◆ Aim ◆
Print the range of lines that opens with the line containing "the small bowl" and closes with the last line of the listing. Include both ends; print nothing more.

◆ Given data ◆
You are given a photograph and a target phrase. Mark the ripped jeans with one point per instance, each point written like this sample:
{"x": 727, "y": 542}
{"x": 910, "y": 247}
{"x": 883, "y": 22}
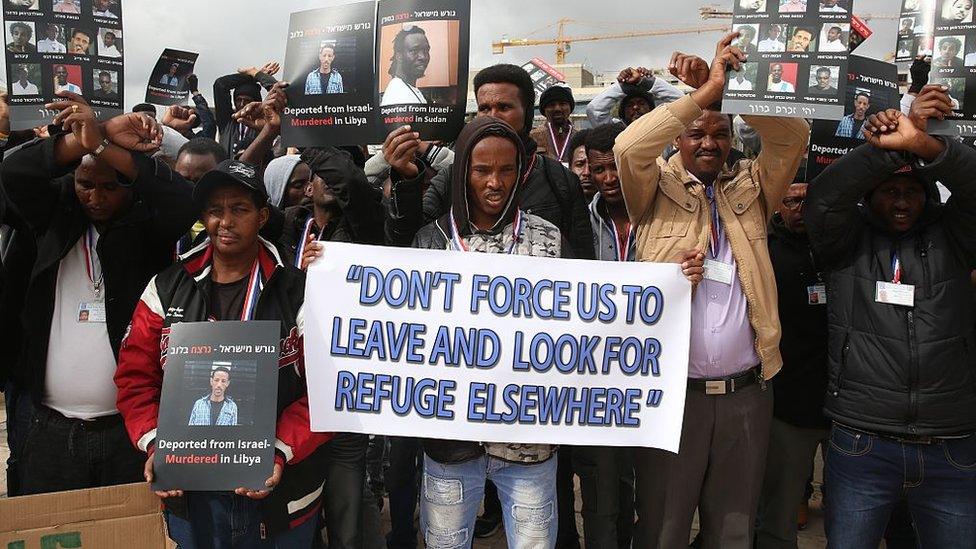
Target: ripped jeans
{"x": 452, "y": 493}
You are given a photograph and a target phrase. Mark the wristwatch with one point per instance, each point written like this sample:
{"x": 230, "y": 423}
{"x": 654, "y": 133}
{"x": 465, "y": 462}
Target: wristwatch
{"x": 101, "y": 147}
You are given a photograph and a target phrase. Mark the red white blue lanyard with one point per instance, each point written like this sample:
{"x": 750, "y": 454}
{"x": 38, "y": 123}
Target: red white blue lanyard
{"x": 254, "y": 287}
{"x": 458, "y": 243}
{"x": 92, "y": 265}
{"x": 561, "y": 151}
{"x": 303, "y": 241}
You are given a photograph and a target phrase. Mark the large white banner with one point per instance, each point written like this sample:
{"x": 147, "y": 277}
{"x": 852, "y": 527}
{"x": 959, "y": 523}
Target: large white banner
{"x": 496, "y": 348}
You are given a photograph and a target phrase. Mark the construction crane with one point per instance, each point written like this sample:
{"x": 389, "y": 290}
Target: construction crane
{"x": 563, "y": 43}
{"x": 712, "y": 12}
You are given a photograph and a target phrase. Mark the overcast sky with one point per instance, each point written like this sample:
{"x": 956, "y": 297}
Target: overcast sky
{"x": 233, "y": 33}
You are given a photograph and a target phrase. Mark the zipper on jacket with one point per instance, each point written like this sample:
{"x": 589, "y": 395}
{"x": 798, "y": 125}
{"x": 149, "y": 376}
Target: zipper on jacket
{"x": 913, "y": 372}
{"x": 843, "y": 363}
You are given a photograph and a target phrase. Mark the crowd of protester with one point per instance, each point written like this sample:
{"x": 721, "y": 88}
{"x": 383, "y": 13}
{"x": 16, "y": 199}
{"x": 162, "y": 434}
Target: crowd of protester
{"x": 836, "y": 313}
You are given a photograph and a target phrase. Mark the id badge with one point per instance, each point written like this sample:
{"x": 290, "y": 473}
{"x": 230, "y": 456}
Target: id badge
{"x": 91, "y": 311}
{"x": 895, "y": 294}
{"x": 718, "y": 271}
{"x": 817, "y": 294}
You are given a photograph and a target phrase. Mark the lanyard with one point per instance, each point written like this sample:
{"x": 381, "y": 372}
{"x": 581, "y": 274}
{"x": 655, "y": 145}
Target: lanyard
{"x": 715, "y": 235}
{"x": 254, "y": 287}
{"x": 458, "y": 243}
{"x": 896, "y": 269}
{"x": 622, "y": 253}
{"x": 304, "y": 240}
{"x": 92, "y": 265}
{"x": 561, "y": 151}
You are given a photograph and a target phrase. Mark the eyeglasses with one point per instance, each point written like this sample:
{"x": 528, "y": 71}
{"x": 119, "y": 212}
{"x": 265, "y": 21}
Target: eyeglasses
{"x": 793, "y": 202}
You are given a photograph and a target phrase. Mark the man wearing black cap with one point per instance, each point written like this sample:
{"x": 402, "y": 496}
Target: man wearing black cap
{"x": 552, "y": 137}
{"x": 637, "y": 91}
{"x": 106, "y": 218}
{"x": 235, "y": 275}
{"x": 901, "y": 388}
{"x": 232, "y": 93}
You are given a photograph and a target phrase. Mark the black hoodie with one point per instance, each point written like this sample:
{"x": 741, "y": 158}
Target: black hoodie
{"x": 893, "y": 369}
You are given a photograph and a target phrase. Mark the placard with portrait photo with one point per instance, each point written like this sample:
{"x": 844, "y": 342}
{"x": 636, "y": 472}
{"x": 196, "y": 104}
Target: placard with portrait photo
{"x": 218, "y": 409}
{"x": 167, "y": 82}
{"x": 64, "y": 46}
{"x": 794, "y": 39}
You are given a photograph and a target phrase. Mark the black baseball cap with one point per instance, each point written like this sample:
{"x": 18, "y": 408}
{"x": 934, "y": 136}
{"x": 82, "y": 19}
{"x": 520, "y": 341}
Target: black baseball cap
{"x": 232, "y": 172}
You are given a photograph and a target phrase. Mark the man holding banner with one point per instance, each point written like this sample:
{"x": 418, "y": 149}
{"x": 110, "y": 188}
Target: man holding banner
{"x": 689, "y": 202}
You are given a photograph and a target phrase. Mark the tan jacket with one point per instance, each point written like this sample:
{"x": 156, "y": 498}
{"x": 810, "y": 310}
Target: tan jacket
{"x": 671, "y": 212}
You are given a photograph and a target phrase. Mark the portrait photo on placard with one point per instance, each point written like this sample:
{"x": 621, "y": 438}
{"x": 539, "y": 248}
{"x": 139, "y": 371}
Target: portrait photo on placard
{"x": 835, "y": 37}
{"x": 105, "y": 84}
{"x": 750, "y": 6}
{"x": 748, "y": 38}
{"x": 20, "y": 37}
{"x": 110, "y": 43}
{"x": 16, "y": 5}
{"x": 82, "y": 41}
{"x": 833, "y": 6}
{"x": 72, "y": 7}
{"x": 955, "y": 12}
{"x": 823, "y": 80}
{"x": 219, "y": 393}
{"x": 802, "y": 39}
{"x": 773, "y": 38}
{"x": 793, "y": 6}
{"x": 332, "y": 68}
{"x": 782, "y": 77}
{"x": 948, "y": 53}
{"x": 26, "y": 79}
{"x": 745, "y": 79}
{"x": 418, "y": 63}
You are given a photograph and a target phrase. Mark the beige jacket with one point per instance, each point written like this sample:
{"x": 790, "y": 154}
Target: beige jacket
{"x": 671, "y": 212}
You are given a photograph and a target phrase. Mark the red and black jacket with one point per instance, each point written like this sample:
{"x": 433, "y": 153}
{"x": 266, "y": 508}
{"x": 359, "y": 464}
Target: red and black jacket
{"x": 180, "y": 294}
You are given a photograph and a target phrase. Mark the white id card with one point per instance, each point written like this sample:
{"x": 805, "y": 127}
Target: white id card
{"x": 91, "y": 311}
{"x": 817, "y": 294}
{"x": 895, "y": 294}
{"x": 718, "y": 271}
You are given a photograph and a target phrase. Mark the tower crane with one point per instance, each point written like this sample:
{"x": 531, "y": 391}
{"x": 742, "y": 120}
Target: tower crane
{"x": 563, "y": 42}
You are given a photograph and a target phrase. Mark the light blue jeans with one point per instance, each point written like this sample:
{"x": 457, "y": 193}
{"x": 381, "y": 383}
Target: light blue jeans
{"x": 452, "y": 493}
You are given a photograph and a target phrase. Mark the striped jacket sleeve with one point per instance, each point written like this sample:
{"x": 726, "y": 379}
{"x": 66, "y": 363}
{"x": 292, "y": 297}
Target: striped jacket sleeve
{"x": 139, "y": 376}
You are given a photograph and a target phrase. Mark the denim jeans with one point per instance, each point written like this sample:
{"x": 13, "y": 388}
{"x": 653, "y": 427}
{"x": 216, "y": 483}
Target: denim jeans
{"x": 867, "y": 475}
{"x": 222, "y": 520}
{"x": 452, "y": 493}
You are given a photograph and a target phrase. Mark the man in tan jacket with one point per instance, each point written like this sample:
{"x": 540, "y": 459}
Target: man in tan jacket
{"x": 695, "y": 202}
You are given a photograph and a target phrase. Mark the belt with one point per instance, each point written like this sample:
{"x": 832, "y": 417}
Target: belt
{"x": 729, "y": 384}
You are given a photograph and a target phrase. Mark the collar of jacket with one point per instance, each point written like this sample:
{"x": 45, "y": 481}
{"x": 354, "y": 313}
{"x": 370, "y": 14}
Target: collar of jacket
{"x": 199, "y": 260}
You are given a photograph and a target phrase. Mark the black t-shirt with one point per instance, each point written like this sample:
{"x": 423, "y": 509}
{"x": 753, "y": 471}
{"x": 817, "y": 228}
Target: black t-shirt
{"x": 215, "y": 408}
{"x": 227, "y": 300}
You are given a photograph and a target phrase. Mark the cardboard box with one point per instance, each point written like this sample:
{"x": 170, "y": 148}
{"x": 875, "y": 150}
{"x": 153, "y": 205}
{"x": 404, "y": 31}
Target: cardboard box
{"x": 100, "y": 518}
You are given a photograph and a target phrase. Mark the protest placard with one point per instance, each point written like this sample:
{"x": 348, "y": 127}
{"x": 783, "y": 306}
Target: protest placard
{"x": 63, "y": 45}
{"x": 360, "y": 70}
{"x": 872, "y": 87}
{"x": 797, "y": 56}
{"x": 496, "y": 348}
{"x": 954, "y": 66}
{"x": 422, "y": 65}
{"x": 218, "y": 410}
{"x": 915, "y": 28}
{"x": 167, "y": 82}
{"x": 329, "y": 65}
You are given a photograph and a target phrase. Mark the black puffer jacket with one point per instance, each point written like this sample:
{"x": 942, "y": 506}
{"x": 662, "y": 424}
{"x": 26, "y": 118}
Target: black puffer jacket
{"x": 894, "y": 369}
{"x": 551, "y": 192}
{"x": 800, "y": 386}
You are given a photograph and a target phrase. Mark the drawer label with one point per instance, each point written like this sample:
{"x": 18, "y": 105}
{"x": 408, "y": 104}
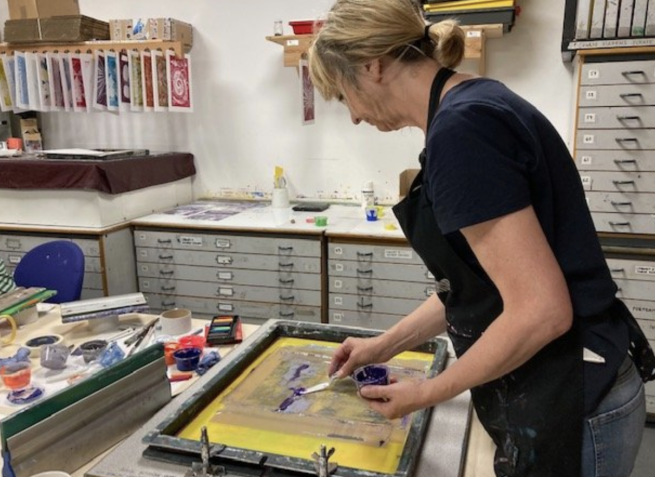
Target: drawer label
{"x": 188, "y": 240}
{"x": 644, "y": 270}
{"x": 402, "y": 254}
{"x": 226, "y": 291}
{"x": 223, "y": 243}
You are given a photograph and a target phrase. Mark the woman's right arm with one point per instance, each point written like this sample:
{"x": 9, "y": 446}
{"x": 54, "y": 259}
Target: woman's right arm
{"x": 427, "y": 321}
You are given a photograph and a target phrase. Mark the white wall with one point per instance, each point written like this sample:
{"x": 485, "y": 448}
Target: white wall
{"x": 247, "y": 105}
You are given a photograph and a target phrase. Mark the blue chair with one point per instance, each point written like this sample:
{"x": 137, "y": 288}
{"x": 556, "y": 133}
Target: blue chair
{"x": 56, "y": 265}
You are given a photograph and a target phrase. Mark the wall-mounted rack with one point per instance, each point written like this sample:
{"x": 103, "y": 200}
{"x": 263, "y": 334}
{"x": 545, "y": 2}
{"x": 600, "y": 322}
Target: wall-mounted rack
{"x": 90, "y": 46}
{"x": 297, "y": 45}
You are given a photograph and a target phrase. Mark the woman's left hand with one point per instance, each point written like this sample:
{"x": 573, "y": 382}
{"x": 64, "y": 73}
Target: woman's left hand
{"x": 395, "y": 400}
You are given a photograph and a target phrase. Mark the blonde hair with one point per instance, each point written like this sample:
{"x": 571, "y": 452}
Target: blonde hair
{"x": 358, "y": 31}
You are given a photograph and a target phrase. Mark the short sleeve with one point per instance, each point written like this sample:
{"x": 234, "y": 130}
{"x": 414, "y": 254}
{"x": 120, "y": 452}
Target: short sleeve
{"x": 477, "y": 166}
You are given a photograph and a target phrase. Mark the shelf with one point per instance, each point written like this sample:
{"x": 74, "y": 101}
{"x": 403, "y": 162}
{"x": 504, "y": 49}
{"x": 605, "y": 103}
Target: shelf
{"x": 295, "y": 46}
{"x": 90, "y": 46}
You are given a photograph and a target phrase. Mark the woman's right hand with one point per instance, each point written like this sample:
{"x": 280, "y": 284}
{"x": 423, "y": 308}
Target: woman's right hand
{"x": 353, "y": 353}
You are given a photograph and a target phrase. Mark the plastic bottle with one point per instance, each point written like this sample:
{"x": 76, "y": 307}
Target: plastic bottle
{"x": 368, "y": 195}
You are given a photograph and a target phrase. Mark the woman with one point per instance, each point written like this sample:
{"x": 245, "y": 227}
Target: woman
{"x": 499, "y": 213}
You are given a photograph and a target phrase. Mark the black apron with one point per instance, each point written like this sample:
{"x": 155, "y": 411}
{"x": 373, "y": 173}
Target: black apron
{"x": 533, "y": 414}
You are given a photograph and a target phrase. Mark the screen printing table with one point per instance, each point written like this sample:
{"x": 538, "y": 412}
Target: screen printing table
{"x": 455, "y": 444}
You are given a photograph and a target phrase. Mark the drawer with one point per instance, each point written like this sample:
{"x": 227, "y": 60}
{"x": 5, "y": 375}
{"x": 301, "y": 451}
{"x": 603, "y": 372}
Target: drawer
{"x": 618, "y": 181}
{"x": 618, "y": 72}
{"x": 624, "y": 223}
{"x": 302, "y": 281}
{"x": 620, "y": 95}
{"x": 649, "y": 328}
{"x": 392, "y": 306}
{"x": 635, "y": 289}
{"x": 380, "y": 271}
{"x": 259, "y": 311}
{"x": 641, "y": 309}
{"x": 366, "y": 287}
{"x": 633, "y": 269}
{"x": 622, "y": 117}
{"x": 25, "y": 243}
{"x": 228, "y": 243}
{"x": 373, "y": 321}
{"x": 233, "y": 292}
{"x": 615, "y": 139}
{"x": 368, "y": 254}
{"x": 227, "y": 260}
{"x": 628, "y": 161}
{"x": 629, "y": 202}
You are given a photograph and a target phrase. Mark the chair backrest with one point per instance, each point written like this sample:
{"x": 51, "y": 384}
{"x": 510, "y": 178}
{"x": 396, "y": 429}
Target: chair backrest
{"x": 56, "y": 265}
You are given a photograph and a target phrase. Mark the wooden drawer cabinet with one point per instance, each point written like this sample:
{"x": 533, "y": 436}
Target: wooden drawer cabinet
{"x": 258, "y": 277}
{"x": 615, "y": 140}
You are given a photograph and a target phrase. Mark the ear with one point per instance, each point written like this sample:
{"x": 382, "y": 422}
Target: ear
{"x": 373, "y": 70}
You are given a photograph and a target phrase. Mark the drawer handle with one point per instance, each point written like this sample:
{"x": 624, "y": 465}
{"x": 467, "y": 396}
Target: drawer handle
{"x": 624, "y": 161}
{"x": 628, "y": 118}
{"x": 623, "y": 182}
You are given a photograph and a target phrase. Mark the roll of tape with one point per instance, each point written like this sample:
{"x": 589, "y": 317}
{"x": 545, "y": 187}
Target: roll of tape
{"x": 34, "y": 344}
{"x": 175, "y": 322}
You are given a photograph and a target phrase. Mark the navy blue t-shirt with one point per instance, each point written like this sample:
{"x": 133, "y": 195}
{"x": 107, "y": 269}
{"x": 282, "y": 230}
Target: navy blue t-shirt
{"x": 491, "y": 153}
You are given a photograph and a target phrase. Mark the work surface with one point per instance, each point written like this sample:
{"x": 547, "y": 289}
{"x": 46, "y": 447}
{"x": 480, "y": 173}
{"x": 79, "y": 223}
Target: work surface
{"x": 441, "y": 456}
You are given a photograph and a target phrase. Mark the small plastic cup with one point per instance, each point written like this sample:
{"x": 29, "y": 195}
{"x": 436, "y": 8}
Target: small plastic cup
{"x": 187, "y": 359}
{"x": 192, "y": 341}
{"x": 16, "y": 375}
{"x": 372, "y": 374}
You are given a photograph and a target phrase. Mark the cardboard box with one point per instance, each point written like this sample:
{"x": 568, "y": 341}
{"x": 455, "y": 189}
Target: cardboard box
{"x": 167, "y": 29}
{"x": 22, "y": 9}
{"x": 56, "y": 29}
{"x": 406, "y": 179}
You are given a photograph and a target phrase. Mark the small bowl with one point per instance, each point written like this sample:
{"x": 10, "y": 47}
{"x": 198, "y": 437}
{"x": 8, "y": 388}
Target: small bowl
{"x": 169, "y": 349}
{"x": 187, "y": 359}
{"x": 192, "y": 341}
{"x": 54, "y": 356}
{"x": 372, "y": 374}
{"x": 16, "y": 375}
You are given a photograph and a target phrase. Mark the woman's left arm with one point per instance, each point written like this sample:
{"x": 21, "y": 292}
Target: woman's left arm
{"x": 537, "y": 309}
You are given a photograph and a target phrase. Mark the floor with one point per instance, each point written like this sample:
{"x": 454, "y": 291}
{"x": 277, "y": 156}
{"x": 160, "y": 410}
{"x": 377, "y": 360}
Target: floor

◆ Reply ◆
You are given a photograph and a target phrase. Mark the small bowl with one point per instance, each point written like this sample:
{"x": 10, "y": 47}
{"x": 198, "y": 437}
{"x": 8, "y": 388}
Target: small bowl
{"x": 169, "y": 349}
{"x": 187, "y": 359}
{"x": 192, "y": 341}
{"x": 54, "y": 356}
{"x": 372, "y": 374}
{"x": 16, "y": 375}
You are given a photograph and a target phrase. Mark the woman's left arm with one point per instance, each point written like this sample:
{"x": 21, "y": 292}
Target: woman's left arm
{"x": 537, "y": 309}
You are given a photograph and a target phrase. Mark the floor with one point per instance, each point written like this sample:
{"x": 454, "y": 291}
{"x": 277, "y": 156}
{"x": 160, "y": 410}
{"x": 377, "y": 360}
Target: floor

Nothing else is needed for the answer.